La infancia es un país. Por Jorge Juan Fernández Sangrador

Un colega mío construyó una iglesia cuya forma arquitectónica no se corresponde con las que tradicionalmente se estilan en la región.

Este sacerdote cayó en la cuenta, más tarde, después de que hubo transcurrido mucho tiempo, de que, cuando la diseñó, fue porque un recuerdo latente de su infancia emergió en el momento de concebir, exponer y debatir su idea de lo que quería, de hacer los ajustes cuando se trazaba el proyecto técnico y de velar por el exacto cumplimiento, durante la realización de la obra, de lo que había sido previamente convenido.

Resultó que la inspiración le venía, sin ser consciente de ello, de una imagen de una iglesia estampada en un plato que había en una antigua casa familiar, que aquel sacerdote veía cuando pasaba allí, siendo niño, temporadas.

En el plato figuraban una torre alta y esbelta, y un paisaje, que quedaron grabados en su memoria infantil y cuyo recuerdo actuó proyectivamente cuando tuvo que decidir cómo había de ser la iglesia que deseaba construir.

En la medida en la que avanzan las horas del reloj biológico, vamos dándonos cuenta de lo determinantes que han sido en nuestras vidas las experiencias iniciales del particular decurso vital, sin que, en esto, Freud nos hubiera desvelado algo que no supiéramos.

**Preguntas de estudio:**
a - Según el fragmento, ¿dónde estaba el plato con la imagen de la iglesia?
b - Transcribe el fragmento empezando por las palabras "Resultó que la" y terminando después de "siendo niño, temporadas.".
c - En el fragmento, ¿qué tres verbos acompañan a "su idea de lo que quería"? Enuméralos.
El listado procede de otra fuente.

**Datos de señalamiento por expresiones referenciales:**
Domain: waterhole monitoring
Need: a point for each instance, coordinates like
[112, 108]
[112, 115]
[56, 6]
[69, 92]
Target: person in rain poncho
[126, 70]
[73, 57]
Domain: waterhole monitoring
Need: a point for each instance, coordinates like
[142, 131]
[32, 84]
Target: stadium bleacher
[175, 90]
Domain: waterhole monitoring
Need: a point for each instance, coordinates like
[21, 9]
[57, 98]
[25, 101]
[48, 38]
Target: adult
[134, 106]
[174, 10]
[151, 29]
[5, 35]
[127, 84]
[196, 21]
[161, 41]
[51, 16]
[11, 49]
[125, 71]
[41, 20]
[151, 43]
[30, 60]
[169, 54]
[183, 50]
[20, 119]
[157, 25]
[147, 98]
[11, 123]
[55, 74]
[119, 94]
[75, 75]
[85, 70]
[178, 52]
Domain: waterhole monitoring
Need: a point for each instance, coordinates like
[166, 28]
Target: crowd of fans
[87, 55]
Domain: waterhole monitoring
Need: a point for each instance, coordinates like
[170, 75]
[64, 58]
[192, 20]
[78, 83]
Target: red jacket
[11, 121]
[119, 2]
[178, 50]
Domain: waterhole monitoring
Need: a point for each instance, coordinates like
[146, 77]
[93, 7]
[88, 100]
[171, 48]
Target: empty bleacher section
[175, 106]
...
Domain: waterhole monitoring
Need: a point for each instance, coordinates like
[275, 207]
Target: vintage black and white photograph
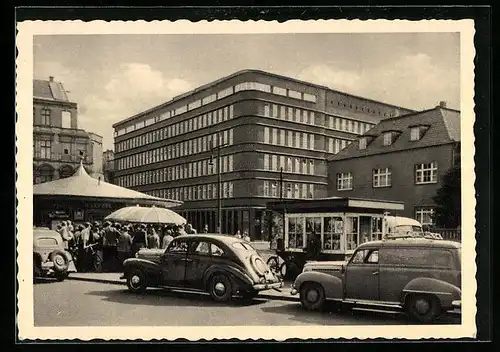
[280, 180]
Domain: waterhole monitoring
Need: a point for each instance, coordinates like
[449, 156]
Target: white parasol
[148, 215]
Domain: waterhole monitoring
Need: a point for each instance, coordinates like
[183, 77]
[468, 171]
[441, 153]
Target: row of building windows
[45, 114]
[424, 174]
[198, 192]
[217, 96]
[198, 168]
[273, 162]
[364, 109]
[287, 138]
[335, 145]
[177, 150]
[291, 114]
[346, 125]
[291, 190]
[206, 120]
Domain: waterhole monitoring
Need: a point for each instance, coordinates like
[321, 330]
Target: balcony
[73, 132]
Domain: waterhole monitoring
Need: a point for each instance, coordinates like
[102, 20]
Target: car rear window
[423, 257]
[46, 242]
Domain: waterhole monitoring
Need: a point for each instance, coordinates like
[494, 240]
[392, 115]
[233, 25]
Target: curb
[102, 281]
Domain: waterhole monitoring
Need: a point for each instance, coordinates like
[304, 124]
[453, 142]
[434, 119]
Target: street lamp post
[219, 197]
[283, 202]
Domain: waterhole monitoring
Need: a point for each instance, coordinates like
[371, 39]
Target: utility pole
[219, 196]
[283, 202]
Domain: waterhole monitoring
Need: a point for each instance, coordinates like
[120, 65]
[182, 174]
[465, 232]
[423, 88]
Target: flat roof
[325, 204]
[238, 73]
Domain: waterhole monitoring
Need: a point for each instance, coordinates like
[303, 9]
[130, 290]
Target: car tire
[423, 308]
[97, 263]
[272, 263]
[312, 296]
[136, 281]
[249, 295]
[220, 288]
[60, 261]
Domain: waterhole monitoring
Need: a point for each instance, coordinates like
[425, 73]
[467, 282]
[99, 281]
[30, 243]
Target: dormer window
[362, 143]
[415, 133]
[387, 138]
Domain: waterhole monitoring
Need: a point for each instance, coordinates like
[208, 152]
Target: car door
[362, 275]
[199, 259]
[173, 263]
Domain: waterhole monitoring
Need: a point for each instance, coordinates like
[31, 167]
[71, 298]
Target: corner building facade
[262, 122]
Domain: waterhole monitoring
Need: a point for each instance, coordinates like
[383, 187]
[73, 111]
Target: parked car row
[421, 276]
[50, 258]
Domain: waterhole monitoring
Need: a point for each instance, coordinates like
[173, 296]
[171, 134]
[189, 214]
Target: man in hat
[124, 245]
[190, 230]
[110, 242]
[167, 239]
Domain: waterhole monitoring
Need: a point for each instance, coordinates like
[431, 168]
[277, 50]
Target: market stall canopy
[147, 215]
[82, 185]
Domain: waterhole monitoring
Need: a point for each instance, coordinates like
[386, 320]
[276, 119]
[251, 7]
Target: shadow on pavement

**Respuestas:**
a - En una antigua casa familiar.

b -
Resultó que la inspiración le venía, sin ser consciente de ello, de una imagen de una iglesia estampada en un plato que había en una antigua casa familiar, que aquel sacerdote veía cuando pasaba allí, siendo niño, temporadas.

c - Concebir, exponer, debatir